== RECORDS PROVIDED ==

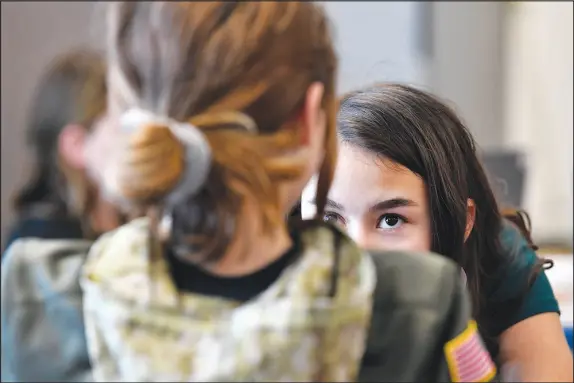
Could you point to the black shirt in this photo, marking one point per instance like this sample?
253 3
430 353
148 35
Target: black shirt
194 279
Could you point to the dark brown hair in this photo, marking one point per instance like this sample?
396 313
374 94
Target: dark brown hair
71 91
417 130
198 61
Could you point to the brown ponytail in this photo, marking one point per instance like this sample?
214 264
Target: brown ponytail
221 67
152 166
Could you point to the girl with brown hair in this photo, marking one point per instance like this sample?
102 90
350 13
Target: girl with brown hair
223 111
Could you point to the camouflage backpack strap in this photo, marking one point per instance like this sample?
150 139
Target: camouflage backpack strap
421 323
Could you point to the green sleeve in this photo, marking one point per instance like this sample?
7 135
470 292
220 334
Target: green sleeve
512 286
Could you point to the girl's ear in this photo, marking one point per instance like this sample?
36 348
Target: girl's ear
470 217
71 143
312 116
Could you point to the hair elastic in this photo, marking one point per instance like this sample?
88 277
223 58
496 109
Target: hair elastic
198 154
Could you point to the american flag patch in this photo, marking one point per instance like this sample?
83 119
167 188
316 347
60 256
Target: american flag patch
467 358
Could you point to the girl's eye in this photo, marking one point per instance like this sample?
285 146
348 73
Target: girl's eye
333 218
390 222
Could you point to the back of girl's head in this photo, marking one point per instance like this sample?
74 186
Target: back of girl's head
221 66
417 130
71 91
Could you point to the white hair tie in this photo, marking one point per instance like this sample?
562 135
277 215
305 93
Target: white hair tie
198 154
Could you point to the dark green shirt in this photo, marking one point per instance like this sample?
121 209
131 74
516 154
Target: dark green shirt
512 294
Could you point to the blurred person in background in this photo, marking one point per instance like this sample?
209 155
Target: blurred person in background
408 178
60 214
59 202
225 110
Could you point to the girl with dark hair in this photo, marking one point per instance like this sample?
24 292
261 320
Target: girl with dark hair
224 111
408 178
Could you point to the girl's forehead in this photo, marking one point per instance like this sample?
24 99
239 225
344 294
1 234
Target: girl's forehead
363 179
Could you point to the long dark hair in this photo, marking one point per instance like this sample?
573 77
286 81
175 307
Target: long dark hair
72 90
417 130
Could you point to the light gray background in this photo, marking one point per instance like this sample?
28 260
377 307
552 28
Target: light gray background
451 48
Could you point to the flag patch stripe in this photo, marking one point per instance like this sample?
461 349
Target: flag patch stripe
467 358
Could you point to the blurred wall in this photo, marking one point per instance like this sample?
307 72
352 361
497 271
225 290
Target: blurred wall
539 120
379 41
32 34
467 64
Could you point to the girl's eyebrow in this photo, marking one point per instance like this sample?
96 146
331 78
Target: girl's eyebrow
330 203
392 203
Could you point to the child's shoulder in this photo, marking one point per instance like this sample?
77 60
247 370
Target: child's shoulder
122 250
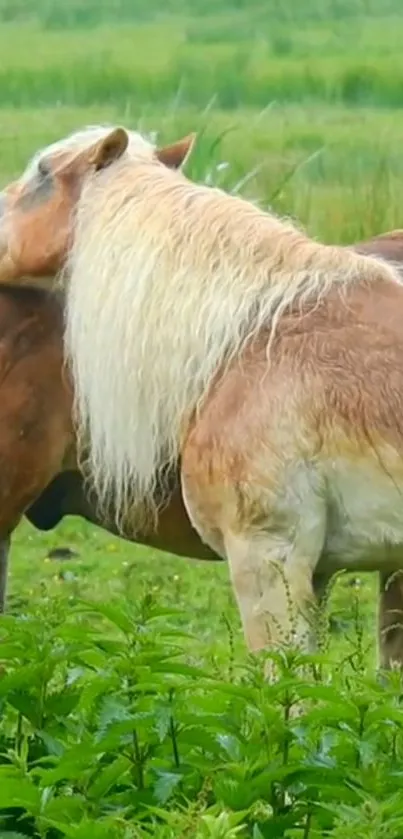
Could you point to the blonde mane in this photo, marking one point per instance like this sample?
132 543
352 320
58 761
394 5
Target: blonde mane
167 281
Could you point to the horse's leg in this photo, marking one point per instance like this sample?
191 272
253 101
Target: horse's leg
4 553
272 575
390 619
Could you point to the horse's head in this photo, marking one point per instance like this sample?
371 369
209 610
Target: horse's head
37 210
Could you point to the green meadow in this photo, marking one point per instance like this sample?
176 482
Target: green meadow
129 707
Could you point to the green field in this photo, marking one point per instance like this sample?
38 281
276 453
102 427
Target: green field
129 707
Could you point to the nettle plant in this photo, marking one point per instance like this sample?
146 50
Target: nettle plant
113 726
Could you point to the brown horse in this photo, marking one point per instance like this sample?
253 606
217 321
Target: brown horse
237 521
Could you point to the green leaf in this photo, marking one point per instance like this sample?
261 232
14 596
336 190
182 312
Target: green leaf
108 777
166 785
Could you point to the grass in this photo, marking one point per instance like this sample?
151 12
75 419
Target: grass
129 707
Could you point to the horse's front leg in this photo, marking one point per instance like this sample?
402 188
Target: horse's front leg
390 619
4 554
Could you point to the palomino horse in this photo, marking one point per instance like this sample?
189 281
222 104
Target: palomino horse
39 473
276 384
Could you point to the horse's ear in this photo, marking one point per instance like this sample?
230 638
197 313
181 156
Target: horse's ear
175 155
109 149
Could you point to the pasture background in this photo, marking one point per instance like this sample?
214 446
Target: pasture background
297 105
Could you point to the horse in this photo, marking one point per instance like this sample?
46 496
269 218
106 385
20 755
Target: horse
274 391
39 473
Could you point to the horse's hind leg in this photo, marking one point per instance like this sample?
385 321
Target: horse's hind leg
272 575
4 553
390 620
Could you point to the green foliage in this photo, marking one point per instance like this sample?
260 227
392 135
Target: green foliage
126 717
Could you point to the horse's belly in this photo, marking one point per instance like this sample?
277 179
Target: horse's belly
365 522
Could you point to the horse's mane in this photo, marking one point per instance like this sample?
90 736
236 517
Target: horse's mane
168 281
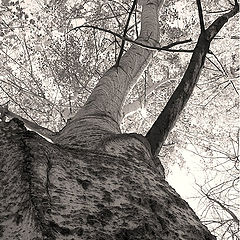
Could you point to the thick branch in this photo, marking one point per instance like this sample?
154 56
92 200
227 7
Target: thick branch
31 125
166 120
141 44
125 32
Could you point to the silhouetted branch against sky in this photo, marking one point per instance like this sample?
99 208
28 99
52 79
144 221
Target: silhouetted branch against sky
168 117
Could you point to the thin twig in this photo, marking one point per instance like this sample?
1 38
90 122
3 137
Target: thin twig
164 48
200 14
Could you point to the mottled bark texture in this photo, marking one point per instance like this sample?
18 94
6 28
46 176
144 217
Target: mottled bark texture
168 117
93 182
114 192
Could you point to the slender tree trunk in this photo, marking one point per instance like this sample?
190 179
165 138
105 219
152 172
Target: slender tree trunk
93 182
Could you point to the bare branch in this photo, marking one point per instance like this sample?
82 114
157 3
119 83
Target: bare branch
200 14
164 48
31 125
168 117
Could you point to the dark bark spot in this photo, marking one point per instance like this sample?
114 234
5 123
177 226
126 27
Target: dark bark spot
105 214
18 218
63 230
107 197
85 183
163 222
153 205
141 232
78 231
172 217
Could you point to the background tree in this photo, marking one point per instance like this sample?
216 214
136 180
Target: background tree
103 127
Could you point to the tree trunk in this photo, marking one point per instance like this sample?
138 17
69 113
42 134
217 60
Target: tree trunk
94 182
114 192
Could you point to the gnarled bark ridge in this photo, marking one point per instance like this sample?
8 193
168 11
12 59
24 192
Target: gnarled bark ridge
94 182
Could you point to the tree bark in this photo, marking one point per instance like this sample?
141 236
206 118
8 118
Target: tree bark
51 192
93 182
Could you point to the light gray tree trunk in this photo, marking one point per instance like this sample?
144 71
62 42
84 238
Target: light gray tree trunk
94 182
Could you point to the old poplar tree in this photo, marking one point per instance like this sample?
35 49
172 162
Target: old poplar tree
94 182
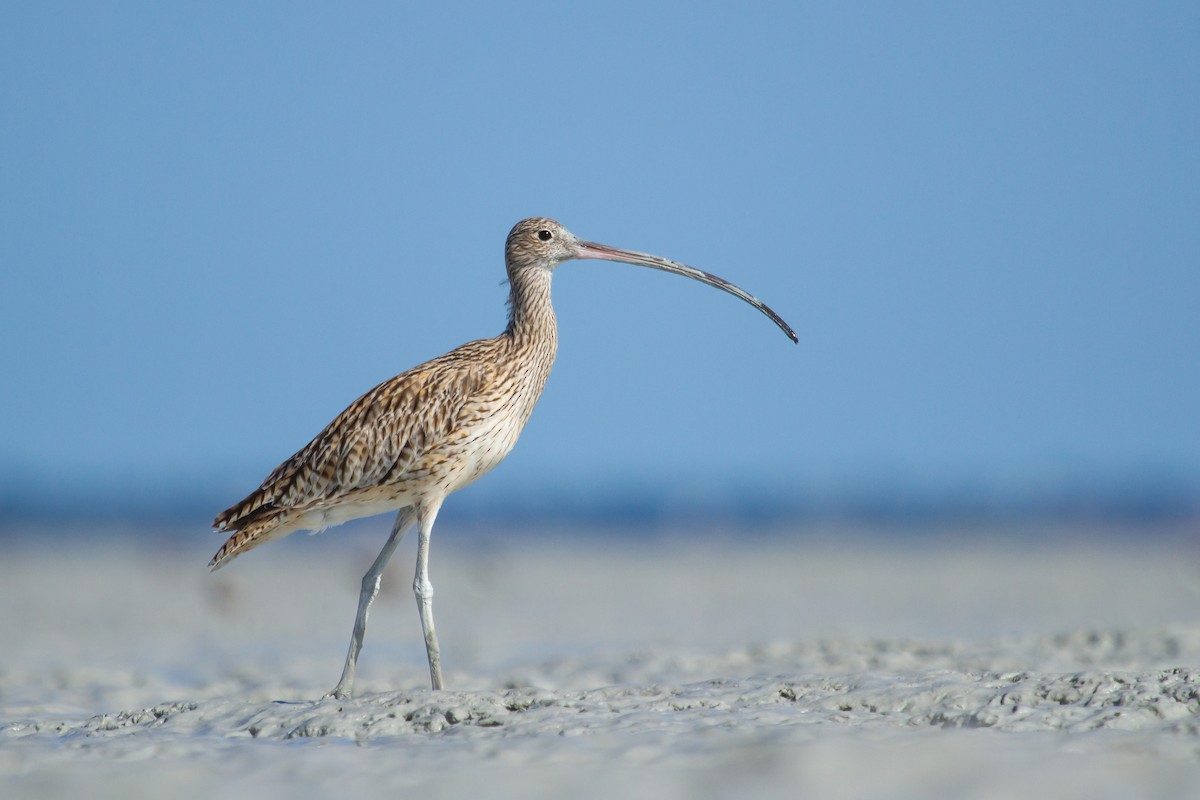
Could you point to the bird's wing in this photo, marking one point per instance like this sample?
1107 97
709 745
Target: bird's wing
376 439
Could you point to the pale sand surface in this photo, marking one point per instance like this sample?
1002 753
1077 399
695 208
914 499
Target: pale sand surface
991 665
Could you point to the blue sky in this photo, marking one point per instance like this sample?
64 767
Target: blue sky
222 222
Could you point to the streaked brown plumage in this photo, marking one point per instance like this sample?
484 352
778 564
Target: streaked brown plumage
414 439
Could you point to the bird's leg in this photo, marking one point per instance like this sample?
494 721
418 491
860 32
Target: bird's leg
424 589
366 595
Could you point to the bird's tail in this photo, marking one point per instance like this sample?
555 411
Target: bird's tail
249 537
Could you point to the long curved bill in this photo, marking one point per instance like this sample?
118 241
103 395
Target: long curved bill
603 252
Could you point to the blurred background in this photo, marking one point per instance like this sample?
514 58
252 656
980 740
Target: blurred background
220 223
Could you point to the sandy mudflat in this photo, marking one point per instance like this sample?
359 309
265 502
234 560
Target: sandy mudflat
982 666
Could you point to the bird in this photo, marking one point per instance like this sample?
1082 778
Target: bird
417 438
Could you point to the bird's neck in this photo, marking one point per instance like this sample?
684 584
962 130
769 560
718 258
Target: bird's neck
532 322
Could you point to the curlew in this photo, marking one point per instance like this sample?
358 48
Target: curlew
414 439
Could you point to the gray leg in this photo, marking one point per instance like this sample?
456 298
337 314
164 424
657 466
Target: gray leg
424 589
367 594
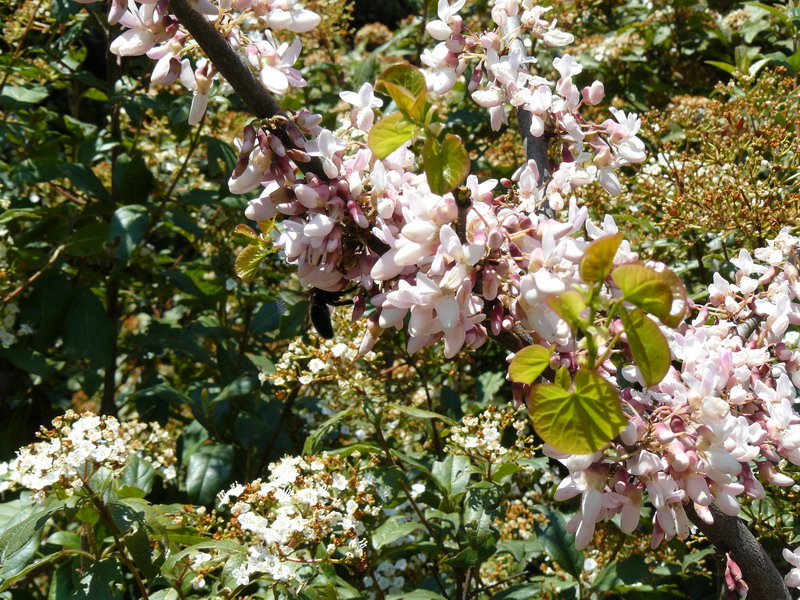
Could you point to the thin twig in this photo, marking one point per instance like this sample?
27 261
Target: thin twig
34 277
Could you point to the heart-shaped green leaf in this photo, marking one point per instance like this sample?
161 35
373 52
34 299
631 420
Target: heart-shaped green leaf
578 421
645 288
406 86
446 164
599 257
388 134
648 345
529 363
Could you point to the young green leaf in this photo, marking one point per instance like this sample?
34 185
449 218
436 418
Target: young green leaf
529 363
558 542
644 287
249 260
388 134
648 345
680 299
578 421
406 86
446 164
599 258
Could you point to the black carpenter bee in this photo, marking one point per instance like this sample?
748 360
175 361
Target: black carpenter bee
320 310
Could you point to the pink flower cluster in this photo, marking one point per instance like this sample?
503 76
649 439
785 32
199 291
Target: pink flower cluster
717 427
151 30
589 151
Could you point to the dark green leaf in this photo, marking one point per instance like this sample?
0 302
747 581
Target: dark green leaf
128 226
208 471
99 582
393 530
84 179
452 474
645 288
578 421
87 330
314 441
558 542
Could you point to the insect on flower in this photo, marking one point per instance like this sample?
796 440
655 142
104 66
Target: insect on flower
320 310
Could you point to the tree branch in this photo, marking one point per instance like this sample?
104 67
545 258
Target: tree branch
731 535
535 147
230 65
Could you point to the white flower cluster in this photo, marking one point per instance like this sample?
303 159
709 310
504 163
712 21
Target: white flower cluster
480 435
150 29
80 444
716 428
304 502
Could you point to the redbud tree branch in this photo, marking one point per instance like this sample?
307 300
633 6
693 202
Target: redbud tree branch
260 102
728 534
231 66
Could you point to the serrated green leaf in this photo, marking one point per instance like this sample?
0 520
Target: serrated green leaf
87 329
648 345
393 530
98 583
314 441
138 475
645 288
529 363
128 226
599 257
452 474
208 471
558 542
577 421
226 546
446 164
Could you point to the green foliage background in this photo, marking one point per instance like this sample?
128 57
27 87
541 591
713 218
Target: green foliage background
118 291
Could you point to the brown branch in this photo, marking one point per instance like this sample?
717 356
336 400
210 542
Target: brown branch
230 65
535 147
731 535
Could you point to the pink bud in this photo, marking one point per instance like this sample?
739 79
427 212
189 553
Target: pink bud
295 135
359 306
276 145
495 239
677 456
298 156
496 318
771 475
475 80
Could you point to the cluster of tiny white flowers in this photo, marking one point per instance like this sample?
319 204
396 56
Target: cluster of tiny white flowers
78 445
150 29
303 503
480 435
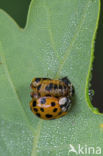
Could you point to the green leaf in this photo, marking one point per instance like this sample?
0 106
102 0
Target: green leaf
57 41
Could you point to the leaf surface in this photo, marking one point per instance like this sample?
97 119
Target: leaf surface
57 41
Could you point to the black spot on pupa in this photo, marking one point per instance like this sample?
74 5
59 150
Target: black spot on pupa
55 110
66 81
42 109
34 103
37 79
49 87
49 115
38 114
35 109
38 88
43 101
53 104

===

_WRITTEN EXERCISE_. Quote, please, only the lines running from the one with "Could you point to the cluster" down to the final line of the data above, keeping both ends and skipping the pictures.

_WRITTEN RESPONSE_.
Could you point to the cluster of tiny white flowers in this photo, marking one point per instance like this sample?
319 204
396 56
Target: cluster of tiny white flowers
78 445
150 29
303 503
480 435
Could you point to the green leaf in this photo, marking one point per instance like this sample?
0 106
102 0
Target: green leaf
57 41
Could you point to the leaf surface in this photo, marking one point per instance like this sample?
97 119
Target: leaf surface
57 41
Could you point to the black spot on pupa in this photo, marking one point per instance like this sample?
74 5
59 150
Target: black spot on pupa
55 110
66 81
42 109
34 103
37 79
49 87
49 115
38 114
35 109
38 88
43 101
53 104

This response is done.